------ LISTED ENTRIES ------
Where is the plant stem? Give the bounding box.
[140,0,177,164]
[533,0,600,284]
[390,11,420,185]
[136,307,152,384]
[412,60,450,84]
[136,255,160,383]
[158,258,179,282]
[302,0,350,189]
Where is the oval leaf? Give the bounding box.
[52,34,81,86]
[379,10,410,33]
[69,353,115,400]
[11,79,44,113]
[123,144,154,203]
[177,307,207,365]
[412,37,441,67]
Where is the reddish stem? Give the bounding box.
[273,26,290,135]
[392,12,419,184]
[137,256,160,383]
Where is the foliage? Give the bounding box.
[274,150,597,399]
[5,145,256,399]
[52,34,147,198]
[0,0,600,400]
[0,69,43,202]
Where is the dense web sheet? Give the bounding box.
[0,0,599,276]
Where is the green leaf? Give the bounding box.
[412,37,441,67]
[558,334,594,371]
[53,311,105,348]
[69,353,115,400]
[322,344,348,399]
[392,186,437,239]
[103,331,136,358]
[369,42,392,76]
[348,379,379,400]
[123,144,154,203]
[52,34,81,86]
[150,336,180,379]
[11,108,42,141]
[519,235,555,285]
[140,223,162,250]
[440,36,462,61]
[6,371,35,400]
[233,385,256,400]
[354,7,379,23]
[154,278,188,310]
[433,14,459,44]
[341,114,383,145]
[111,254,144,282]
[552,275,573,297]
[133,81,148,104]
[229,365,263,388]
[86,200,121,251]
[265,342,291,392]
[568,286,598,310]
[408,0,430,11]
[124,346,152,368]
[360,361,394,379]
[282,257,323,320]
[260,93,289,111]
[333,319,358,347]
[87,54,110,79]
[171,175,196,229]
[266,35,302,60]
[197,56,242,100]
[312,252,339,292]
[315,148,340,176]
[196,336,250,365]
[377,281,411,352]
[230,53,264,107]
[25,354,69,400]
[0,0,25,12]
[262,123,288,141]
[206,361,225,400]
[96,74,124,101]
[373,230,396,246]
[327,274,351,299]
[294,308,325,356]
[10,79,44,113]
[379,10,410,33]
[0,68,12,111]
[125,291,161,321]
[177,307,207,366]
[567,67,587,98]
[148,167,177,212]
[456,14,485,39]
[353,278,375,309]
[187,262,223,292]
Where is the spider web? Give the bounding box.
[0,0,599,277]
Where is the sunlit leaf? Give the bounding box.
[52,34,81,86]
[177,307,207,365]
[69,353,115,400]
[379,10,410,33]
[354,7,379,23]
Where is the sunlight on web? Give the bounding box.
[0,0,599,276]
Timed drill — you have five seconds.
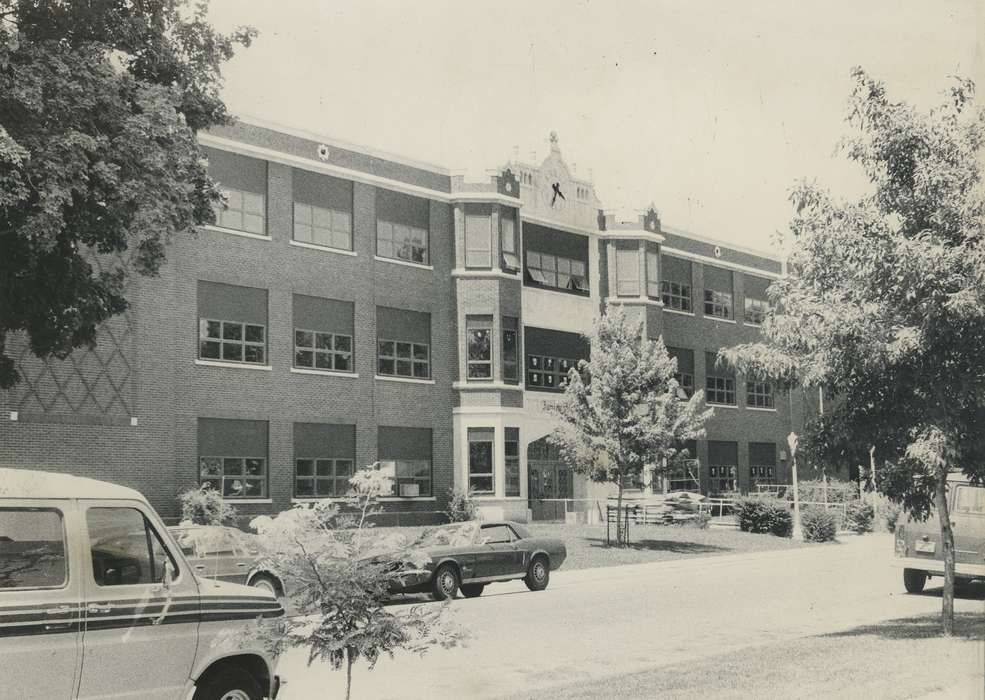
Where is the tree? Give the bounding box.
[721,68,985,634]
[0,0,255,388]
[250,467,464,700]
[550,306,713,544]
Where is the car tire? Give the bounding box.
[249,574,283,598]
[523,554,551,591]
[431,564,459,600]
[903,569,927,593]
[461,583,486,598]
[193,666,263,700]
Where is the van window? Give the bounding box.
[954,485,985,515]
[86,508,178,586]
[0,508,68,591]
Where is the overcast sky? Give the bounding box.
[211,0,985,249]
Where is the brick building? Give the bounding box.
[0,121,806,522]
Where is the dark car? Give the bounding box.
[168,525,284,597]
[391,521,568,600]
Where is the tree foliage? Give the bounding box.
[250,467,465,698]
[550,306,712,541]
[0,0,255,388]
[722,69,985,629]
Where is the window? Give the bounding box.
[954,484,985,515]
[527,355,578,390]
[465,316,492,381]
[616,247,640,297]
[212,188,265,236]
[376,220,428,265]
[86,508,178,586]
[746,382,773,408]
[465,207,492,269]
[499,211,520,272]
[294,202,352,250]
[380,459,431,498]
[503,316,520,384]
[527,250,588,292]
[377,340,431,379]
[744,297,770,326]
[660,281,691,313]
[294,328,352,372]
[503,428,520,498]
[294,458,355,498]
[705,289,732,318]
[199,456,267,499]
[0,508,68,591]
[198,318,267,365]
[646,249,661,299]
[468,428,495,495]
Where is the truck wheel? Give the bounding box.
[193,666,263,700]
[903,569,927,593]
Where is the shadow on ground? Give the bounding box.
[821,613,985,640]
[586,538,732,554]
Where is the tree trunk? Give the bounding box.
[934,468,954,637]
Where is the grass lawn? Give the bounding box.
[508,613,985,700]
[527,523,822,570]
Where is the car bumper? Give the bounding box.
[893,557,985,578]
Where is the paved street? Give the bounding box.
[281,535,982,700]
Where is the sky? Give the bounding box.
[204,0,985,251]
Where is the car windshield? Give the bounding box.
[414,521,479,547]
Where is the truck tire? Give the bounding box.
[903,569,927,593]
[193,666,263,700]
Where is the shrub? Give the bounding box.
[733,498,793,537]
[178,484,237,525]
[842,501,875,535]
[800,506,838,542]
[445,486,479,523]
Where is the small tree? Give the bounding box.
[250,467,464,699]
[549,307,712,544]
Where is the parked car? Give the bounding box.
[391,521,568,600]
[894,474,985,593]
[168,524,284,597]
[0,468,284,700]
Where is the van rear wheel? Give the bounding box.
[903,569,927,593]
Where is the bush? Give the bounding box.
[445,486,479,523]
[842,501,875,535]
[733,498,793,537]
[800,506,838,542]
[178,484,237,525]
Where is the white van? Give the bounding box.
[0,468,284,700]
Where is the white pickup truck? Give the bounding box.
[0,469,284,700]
------
------ LISTED ENTRIES ------
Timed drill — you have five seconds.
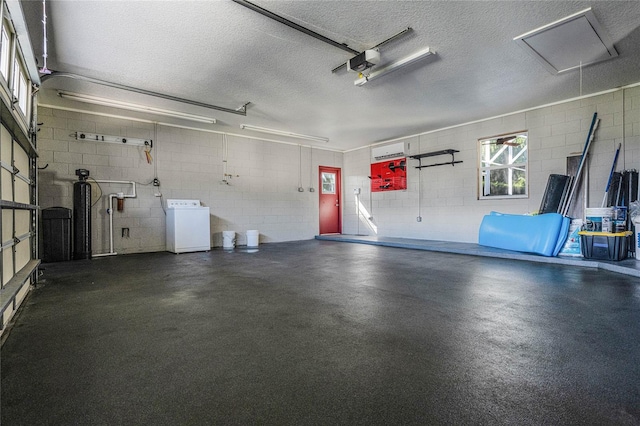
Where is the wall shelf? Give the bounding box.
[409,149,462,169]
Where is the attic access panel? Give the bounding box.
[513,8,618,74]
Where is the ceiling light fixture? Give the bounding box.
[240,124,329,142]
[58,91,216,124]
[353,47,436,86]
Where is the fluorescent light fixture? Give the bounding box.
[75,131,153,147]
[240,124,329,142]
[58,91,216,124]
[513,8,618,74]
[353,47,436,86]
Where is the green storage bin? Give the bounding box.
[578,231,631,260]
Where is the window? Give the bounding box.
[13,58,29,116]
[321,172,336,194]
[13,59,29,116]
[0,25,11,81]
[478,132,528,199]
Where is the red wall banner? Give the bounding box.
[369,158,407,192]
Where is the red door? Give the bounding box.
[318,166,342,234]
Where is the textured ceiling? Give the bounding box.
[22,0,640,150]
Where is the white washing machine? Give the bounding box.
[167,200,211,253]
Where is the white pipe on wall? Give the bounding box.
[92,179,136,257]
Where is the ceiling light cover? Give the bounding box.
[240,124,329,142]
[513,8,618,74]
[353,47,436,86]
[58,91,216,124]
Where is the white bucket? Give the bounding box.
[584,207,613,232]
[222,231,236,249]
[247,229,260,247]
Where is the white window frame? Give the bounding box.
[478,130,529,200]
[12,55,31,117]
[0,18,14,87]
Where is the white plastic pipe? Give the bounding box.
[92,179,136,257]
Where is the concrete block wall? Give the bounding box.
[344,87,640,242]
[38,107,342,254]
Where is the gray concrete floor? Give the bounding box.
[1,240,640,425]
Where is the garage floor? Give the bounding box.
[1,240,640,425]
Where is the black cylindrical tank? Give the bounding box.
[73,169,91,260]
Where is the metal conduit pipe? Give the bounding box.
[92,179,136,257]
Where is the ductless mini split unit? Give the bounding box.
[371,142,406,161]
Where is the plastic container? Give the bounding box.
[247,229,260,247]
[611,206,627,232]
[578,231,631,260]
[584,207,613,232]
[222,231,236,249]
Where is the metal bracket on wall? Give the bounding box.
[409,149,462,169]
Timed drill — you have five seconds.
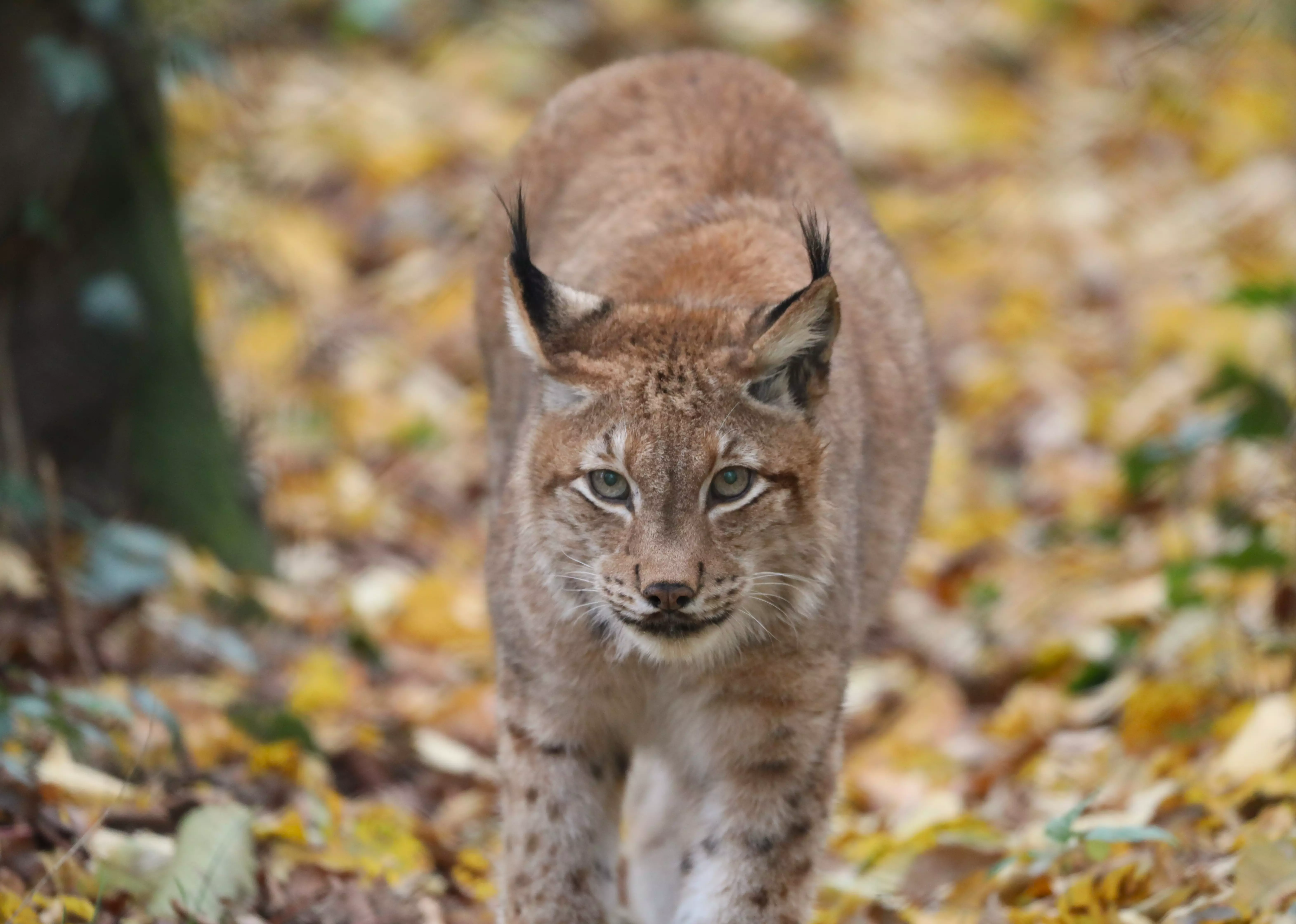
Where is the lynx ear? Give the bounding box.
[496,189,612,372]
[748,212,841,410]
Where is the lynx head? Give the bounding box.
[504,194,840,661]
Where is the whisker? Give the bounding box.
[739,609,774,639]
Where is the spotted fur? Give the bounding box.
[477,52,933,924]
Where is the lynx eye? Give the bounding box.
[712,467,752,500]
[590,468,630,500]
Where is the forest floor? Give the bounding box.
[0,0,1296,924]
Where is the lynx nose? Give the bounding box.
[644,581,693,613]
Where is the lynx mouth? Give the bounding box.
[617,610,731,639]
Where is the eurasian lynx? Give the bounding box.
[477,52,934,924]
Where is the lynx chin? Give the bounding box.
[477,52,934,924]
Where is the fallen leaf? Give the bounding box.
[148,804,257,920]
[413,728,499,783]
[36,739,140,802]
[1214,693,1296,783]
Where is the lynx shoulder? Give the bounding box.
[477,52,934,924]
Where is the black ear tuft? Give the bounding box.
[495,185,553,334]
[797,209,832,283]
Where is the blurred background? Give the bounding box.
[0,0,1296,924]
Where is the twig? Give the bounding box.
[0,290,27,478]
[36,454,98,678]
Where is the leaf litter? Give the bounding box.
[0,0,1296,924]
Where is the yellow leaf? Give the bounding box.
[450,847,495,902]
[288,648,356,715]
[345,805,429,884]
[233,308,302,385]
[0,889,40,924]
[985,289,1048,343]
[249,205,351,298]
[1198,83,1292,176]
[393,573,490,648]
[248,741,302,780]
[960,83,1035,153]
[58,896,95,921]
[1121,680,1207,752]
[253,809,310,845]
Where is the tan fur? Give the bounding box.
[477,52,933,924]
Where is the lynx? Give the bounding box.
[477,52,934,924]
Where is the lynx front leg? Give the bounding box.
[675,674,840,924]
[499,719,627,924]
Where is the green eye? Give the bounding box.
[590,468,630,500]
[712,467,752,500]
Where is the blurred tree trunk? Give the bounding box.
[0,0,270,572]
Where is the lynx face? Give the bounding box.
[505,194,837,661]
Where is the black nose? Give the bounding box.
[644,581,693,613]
------
------ LISTED ENTRIES ------
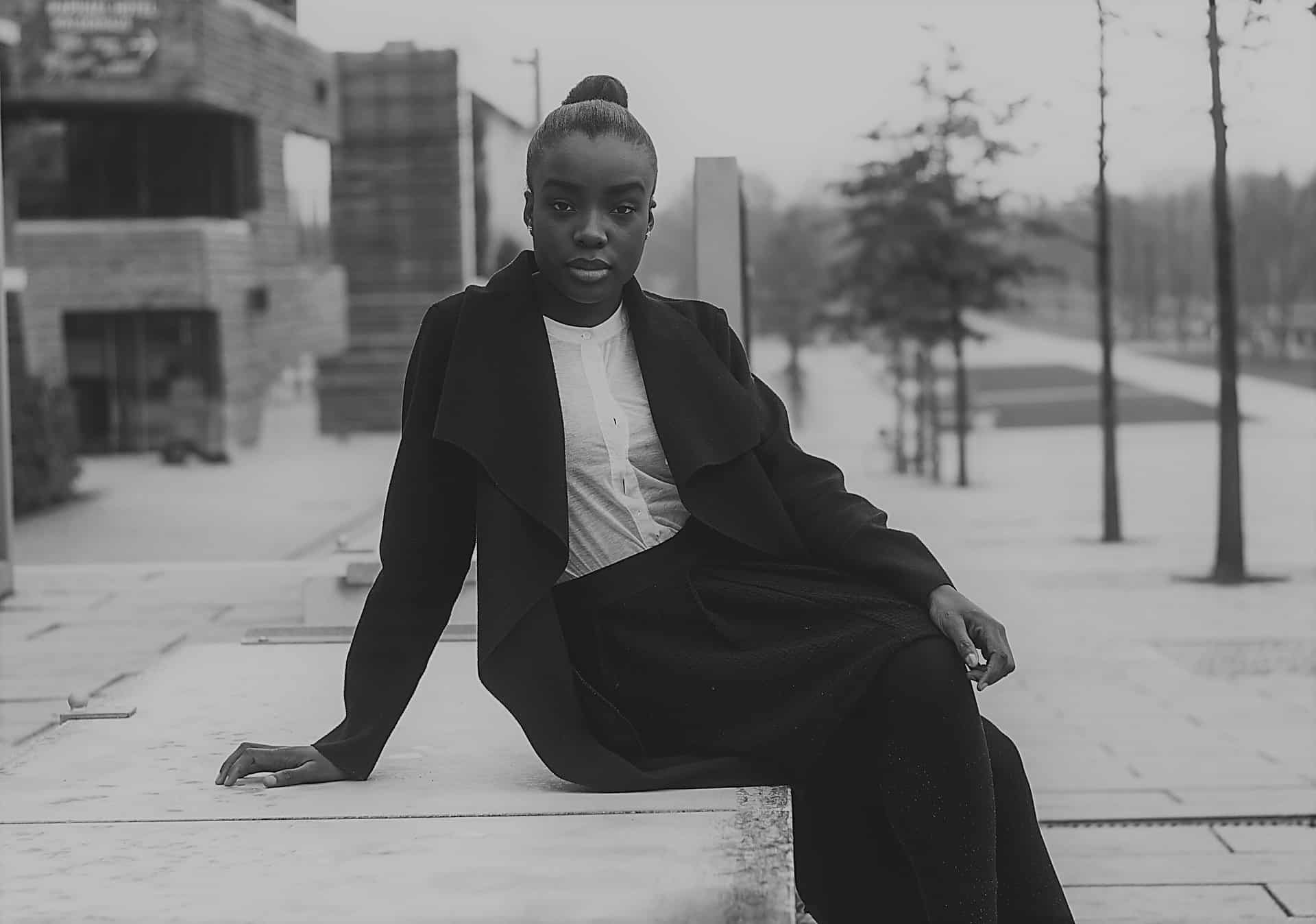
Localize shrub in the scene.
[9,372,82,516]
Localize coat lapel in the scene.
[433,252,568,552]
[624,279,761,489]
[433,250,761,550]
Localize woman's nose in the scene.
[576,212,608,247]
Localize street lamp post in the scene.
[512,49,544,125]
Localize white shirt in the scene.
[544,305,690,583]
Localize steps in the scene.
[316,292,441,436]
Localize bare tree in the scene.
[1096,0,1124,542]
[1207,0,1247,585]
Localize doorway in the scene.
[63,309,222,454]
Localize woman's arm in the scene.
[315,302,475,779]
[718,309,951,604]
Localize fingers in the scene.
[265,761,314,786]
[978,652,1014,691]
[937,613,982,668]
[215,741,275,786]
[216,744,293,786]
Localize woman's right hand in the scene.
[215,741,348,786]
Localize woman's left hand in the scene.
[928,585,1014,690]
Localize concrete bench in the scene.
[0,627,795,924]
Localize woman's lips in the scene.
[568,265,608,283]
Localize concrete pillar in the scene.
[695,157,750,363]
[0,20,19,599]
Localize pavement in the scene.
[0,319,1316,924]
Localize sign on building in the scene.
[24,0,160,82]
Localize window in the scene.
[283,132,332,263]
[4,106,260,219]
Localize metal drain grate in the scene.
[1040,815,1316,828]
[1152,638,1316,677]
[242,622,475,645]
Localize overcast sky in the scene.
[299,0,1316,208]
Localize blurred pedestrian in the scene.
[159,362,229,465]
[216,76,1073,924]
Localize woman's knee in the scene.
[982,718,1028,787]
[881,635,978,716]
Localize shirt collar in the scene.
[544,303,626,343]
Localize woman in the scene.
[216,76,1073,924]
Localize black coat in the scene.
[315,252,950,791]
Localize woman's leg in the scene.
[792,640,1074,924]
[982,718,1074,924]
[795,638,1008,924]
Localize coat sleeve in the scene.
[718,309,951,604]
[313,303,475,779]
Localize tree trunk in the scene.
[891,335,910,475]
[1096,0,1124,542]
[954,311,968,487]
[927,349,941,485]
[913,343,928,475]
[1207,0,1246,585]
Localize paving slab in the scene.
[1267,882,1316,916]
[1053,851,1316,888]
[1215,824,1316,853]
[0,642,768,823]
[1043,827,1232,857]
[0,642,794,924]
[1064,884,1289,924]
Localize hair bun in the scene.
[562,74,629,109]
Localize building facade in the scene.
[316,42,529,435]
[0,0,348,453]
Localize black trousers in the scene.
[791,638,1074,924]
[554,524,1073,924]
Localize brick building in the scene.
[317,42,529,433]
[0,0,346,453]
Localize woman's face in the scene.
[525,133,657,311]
------
_TASK_: Rewrite the items from the line containing "Where is the plant" through the line containing "[0,69,43,202]", replacing "oval leaf" with "rounded leaf" and leaving everything else the same.

_OUTPUT FOR THIS EXERCISE_:
Where is the plant stem? Give the bounding box.
[140,0,177,164]
[533,0,600,284]
[390,11,420,185]
[136,307,152,384]
[412,60,450,84]
[136,255,160,383]
[158,258,179,282]
[302,0,350,189]
Where is the rounded leaf? Give the bounding box.
[52,34,81,86]
[379,10,410,33]
[69,353,115,400]
[11,79,44,113]
[123,144,154,203]
[177,307,207,365]
[412,37,441,67]
Where is the reddish stem? Give the bounding box.
[273,26,290,135]
[392,12,419,184]
[137,256,160,383]
Where is the foliage? Give the bounding box.
[274,150,597,399]
[5,145,256,399]
[52,34,147,198]
[0,0,600,400]
[0,69,43,202]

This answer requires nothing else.